- [What you have to do]:
Pick out each of the lines below that contains the word "blue", and copy those lines in full.

- - - -

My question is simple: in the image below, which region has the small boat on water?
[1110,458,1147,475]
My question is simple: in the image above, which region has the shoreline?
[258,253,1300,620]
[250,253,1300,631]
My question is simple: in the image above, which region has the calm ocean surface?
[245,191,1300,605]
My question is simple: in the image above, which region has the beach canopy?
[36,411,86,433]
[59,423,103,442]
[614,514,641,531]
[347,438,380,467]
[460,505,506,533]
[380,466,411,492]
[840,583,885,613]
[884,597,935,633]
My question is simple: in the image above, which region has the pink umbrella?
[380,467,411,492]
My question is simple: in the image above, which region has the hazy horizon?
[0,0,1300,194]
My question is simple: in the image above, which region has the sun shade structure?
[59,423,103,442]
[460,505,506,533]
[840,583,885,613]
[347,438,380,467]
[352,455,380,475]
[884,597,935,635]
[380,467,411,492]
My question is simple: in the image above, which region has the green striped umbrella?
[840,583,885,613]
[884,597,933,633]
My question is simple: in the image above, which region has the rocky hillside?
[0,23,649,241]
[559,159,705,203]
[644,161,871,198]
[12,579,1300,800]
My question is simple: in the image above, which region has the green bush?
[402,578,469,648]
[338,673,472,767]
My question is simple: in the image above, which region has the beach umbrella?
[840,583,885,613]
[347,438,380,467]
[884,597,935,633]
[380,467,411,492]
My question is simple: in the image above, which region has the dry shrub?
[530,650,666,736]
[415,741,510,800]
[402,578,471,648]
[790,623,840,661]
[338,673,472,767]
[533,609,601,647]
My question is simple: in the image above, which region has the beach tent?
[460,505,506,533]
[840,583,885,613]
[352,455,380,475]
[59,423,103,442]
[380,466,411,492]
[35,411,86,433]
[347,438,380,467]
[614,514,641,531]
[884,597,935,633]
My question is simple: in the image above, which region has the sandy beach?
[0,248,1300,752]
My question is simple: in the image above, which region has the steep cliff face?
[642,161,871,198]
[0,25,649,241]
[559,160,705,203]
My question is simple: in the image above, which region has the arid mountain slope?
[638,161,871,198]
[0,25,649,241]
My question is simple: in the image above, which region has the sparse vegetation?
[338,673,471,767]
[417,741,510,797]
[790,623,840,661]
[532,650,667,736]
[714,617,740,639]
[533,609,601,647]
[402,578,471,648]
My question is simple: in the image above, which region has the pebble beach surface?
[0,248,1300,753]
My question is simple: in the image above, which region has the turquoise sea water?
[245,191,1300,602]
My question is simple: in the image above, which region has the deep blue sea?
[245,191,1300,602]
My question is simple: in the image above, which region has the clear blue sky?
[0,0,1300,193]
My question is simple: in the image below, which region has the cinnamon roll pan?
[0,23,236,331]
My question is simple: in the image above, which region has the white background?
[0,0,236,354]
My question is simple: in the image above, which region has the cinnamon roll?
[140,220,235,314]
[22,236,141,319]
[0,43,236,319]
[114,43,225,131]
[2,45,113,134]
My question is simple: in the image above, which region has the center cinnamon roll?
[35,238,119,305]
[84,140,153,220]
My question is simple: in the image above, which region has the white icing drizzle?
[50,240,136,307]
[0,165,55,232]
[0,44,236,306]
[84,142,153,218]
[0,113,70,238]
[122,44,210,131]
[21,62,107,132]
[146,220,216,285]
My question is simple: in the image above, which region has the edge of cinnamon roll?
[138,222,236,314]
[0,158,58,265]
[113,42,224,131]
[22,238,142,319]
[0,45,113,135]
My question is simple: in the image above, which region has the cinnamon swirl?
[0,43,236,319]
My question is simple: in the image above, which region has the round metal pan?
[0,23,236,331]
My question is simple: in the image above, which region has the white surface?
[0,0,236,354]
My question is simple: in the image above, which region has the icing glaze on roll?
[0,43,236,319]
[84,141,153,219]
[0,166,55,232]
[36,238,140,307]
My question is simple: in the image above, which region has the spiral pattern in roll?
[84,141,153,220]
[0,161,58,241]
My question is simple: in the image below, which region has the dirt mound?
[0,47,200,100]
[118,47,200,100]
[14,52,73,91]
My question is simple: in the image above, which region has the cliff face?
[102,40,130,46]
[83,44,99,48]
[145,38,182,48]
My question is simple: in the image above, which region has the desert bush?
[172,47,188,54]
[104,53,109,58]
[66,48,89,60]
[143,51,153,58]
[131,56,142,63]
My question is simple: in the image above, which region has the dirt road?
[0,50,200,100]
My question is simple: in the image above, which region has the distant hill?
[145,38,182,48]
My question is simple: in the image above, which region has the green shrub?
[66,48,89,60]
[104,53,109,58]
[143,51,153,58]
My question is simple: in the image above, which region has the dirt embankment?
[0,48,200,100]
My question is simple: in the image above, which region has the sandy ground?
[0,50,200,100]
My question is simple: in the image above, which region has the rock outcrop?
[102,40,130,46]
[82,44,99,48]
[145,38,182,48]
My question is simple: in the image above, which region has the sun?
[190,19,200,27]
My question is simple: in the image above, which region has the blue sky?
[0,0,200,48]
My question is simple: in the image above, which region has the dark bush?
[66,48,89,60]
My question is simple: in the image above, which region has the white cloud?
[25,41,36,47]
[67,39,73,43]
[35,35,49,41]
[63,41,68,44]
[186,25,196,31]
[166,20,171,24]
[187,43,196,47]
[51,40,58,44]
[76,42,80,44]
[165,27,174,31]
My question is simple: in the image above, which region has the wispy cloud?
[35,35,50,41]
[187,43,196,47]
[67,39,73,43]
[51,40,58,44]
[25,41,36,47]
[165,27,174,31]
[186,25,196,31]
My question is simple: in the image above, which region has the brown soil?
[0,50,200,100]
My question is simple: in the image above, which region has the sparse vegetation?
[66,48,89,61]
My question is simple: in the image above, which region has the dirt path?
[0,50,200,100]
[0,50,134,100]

- - - -

- [Solved problem]:
My question is simple: in the image above, which region has the deep blue sea?
My question is simple: in the image above, which region has the clear blue sky?
My question is simple: in the image above, which region has the blue sky?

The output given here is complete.